→ Consignes
- 1) D'après le texte sur la poésie de PACERE, pourquoi l'évocation de la France est-elle un signe de la modernité de ses textes poétiques ? Répondez en une à trois phrases.
- 2) Relevez dans le texte sur la poésie de PACERE tous les noms de concepts que ces poètes ont proclamés, sans en omettre aucun.
- 3) Reprenez le texte sur la poésie de PACERE et poursuivez-le à partir de sa dernière phrase.

En agissant ainsi, ZADI Zaourou, Titinga PACERE et les
poètes de leur génération, font plus que revendiquer une
culture. Ils en proposent une à l'humanité, comme s'ils voulaient
prendre le contre-pied des poètes anglophones qui disaient avec
WOLÉ Soyinka que le tigre ne proclame pas sa tigritude, le
tigre saute sur sa proie et la dévore. Cette attaque à
l'endroit des poètes négritudiens a certainement
réveillé les génies tels que PACERE, NIANGORAN Boua, ZADI
Zaourou, NIANGORAN Porquet, qui ont vite fait de proclamer respectivement, la
"Bendrologie", la "Drumologie", le "Didiga", la
"Griotique".
En effet, la "Griotique", c'est l'étude du
langage des griots africains, tel que Balla Fasséké, dans
Soundjata ou l'epopée manding, de
Djibril Tamsir Niane. Quand à la "Drumologie" de NIANGORAN
Boua, elle s'intéresse au langage de "l'attouglan" et des
tambours en général. Ce concept retrouve donc la "Bendrologie"
chère à PACERE Titinga.
La "Bendrologie": voilà le nom que PACERE a
donné à une de ses oeuvres. Mais il s'agit en fait de toute sa
poésie, à l'exception de quelques poèmes comme
"héros d'ébène" qui sont fortement liés
à la poésie occidentale. La poésie
"pacéréenne" est d'une modernité
déconcertante.
En effet, elle retrouve la parole médiatisée
mossé sans toutefois se confondre avec elle. En outre, nous l'avons
déjà dit, les textes poétiques de PACERE diffusent des
valeurs, une philosophie et des symboles hérités de la culture
mossé et enrichies des connaissances acquises par le poète
à l'école occidentale et ailleurs.
Ainsi au plan formel, l'équilibre entre le signifiant
et le signifié apparaît dans la poésie de PACERE, à
l'identique de celui qui règne dans la poésie traditionnelle.
Aussi l'axe initiatique tel que défini par ZADI Zaourou,
apparaît-elle dans toute sa splendeur dans la poésie de notre
auteur et finit par nous convaincre que le prince de Manéga est un
néo-oraliste.
Autres indices qui participent du caractère moderne de
la poésie du prince de Manéga, ce sont les espaces et les temps
évoqués par le poète. En effet, l'allusion est beaucoup
faite à l'Afrique moderne et à la France. Pour un africain
francophone, c'est la France qui a sonné le glas des "temps
anciens" et des traditions ancestrales.
En conséquence l'évocation du pays des Gaulois
est un signe patent de la modernité des textes poétiques du
poète Burkinabé. Autrement dit, pour une poésie que l'on
dit être culturelle, voire cultuelle, pour emprunter le mot à AMOA
Urbain, la poétisation de référents relatifs à la
France ou à l'Occident en général trahit indubitablement
cette ambition et finit de nous convaincre que
Titinga PACERE est un poète en phase avec son
époque, d'où sa modernité. Aussi l'école est-elle
évoquée avec tous les souvenirs dignes de l'enfance pendant la
colonisation.

→ Données affichées

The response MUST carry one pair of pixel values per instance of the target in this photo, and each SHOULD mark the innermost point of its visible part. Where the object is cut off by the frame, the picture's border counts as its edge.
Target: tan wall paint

→ Corrigé par consigne
- 1) Pour un Africain francophone, c'est la France qui a sonné le glas des « temps anciens » et des traditions ancestrales. Évoquer ce pays dans les poèmes est donc un signe patent de leur modernité.

- 2)
- la « Bendrologie »
- la « Drumologie »
- le « Didiga »
- la « Griotique »

- 3)
En effet, PACERÉ est né vers 1943 et par
ailleurs, il affirme lui-même à la page 15 de son ouvrage
Ainsi on a assassiné tous les
mossé: "j'ai vécu le passé et le
présent, la brousse comme il est convenu d'appeler ces campagnes dites
des débuts du monde et l'école". Nous comprenons donc qu'il
ait été marqué par "la vieille case" et "la
fête du 14 juillet" qui marquait le début des vacances
scolaires.
Au-delà de cette modernité, le poète
diffuse un message. En effet, ses oeuvres sont porteuses d'une signification
plus mystique que celle qu'on leur prête à première
lecture. L'analyse anagogique du corpus nous a permis de saisir
l'idéologie du poète: galvaniser les forces vives pour la
reconstruction des nations modernes africaines et donner à la jeunesse
un motif de fierté. Cette mission, le poète l'a d'ailleurs
exprimée dans son ouvrage de Bendrologie, en ces termes:
"... la littérature a pour mission ... d'être au service des
élaborations et constructions nationales."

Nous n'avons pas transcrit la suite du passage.